_Given data_
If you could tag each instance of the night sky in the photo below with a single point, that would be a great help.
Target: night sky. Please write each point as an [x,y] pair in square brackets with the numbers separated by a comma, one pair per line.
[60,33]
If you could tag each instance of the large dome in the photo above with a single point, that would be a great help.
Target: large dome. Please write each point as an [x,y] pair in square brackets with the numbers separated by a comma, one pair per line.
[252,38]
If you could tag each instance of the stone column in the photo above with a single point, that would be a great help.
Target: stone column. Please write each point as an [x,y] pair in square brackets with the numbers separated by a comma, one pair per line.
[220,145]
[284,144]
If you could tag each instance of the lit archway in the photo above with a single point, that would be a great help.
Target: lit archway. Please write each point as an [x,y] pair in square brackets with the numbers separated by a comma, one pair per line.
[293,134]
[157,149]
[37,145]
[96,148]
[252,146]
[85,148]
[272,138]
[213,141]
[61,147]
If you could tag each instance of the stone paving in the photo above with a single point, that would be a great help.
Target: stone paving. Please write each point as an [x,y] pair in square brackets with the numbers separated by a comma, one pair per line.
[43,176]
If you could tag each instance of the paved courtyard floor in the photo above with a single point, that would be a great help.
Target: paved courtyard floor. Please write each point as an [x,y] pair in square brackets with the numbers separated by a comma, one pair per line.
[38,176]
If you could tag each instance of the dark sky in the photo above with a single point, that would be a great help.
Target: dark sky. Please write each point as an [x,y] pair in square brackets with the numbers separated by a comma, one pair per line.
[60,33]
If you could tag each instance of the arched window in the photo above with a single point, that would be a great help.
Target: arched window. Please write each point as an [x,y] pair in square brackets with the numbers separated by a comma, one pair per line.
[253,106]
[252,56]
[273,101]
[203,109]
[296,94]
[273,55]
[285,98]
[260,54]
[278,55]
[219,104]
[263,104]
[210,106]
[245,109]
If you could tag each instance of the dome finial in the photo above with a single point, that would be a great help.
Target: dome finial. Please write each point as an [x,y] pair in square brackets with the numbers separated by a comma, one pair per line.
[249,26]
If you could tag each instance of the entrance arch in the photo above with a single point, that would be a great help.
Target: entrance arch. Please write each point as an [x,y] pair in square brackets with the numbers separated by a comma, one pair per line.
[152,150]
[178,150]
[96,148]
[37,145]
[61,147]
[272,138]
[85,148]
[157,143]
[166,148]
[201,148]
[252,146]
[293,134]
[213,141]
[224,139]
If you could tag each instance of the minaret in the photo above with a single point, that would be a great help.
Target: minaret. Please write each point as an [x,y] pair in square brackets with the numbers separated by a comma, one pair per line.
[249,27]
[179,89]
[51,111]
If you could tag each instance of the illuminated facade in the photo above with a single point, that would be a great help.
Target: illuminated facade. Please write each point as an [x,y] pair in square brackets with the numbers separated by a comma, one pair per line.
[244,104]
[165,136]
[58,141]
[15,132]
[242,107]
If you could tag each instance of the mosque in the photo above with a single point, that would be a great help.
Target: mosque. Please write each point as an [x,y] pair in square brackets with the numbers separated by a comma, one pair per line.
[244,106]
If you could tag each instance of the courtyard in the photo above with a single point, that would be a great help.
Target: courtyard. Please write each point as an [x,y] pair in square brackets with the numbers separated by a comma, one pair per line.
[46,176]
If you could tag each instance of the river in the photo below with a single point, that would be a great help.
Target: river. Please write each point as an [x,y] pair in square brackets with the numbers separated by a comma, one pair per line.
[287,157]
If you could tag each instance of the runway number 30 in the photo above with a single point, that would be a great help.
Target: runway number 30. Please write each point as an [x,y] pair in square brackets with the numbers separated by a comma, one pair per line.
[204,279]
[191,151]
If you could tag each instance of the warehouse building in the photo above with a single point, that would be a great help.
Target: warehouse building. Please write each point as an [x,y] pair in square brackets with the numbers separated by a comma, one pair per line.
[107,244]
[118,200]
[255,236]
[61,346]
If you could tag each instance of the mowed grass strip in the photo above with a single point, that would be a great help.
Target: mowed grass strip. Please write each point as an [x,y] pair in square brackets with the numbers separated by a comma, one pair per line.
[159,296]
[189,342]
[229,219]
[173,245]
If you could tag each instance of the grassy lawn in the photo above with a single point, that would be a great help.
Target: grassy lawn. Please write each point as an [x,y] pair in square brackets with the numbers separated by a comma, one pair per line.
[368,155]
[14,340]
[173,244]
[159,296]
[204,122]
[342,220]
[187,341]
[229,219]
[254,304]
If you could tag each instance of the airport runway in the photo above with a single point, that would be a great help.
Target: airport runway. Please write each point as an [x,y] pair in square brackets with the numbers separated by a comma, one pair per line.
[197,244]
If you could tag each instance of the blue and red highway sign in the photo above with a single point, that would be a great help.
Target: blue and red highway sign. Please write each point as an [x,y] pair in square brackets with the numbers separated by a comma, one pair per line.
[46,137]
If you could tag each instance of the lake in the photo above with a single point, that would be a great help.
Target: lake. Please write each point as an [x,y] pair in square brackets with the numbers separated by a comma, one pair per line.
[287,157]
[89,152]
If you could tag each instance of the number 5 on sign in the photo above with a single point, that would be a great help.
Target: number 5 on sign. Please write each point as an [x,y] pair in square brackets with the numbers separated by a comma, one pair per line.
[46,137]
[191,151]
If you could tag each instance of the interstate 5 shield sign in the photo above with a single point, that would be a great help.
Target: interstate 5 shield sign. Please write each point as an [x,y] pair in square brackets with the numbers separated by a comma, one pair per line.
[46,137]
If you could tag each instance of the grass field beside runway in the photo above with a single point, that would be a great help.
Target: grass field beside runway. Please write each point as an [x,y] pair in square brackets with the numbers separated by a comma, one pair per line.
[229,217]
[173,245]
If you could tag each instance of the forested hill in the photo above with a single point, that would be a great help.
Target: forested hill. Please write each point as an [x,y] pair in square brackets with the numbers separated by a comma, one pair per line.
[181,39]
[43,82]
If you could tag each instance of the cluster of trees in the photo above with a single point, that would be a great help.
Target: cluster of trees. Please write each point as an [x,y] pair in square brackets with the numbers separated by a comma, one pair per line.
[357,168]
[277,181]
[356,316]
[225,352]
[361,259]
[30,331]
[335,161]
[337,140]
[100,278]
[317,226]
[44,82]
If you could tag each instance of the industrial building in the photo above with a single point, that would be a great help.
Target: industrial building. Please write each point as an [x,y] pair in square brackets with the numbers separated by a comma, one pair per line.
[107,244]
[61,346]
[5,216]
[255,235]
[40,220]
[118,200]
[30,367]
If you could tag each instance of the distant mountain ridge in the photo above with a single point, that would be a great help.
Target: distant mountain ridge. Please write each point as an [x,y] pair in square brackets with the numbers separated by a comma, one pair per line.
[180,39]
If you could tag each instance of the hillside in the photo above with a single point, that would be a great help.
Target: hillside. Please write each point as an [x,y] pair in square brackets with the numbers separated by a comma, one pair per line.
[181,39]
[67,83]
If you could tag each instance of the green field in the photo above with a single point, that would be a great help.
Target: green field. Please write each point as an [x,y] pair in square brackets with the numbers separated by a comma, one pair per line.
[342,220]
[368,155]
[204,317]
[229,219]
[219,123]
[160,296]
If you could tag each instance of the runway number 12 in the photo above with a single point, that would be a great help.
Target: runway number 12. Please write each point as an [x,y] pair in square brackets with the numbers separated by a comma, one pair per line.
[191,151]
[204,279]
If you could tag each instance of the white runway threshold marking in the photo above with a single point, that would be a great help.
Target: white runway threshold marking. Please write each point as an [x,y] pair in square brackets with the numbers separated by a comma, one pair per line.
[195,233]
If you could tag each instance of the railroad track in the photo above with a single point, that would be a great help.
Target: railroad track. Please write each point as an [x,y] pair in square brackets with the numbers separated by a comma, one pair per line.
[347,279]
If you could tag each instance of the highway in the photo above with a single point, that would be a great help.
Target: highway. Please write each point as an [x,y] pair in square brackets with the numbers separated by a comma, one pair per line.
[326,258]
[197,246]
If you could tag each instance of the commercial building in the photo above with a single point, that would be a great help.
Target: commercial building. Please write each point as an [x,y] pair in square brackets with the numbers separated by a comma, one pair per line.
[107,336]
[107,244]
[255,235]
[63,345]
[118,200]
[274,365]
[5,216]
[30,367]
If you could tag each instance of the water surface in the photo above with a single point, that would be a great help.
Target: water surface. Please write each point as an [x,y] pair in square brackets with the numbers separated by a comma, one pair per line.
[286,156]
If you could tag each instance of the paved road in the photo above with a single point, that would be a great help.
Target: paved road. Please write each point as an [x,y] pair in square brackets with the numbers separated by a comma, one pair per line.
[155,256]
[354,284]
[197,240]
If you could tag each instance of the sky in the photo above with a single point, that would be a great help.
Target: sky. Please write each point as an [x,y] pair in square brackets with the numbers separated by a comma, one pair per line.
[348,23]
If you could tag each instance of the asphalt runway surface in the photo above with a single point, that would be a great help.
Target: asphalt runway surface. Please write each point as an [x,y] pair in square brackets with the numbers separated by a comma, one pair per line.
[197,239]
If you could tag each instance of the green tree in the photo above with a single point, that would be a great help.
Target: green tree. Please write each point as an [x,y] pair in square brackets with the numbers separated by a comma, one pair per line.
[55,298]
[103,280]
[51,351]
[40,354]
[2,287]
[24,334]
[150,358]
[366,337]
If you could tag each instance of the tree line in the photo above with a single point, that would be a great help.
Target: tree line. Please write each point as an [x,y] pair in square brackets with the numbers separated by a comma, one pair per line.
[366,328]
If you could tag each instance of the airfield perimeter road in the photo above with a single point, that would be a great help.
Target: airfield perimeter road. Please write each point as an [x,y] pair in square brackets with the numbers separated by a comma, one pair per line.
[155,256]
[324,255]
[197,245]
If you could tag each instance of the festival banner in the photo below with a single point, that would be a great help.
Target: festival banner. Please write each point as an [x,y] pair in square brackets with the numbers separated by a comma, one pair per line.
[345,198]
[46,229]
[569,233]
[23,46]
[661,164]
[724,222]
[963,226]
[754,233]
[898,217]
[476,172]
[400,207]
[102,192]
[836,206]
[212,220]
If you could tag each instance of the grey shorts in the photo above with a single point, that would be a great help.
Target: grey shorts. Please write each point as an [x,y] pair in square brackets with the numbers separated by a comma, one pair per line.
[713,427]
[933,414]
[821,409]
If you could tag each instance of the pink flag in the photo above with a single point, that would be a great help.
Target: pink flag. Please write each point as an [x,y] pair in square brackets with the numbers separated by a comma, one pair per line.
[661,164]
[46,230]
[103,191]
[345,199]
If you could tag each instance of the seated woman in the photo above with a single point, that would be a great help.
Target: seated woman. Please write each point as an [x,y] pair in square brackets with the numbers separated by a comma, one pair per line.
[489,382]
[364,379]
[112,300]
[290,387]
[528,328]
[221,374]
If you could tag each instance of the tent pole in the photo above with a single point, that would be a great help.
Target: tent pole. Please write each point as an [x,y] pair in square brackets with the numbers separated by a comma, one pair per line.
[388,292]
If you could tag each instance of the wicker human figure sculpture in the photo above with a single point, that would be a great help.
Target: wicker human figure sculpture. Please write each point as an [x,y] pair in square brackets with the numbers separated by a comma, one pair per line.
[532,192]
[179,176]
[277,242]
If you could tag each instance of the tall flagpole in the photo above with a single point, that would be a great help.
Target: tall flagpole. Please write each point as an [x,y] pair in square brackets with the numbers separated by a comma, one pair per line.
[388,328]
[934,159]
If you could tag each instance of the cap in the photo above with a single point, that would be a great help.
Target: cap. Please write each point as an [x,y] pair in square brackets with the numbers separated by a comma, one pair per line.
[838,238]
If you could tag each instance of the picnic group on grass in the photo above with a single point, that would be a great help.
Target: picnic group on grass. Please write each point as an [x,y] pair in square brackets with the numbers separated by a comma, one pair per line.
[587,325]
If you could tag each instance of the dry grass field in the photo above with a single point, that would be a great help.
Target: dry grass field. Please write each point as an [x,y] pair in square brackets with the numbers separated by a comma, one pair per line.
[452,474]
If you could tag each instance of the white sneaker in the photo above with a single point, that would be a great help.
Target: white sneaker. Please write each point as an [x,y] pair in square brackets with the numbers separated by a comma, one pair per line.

_What to produce_
Begin with the line that has "If you could tag each instance of the grassy" in the listing above and end after the line that has "If you could tag each instance of the number"; output those lines exactly.

_The answer_
If you could tag each instance of the grassy lawn in the photo above with a single point, that would be a great help.
Target: grassy lawn. Please write each point as an [x,y] pair in square brackets with the numbers separated by a comma, one pair per line.
[368,155]
[14,340]
[173,244]
[159,296]
[204,122]
[342,220]
[187,341]
[229,219]
[254,304]
If you could tag each instance of the airport runway in the photo above with a single point, that would be a great help.
Target: airport runway. Please write each point as an [x,y] pair in square brackets with the numbers separated by a comma, one pair per line.
[197,244]
If you could tag each instance of the blue and red highway sign in the photo above with a single point, that would be a great help.
Target: blue and red highway sign. Please write each point as an [x,y] pair in square brackets with the numbers separated by a comma, one pair per line.
[46,137]
If you could tag each instance of the lake in the photo above with a single point, that would be a great help.
Target: lake. Please write each point as an [x,y] pair in square brackets with the numbers separated by a comma, one pair per line.
[287,157]
[89,152]
If you could tag each instance of the number 5 on sign in the photo above with a single point, that would be a great help.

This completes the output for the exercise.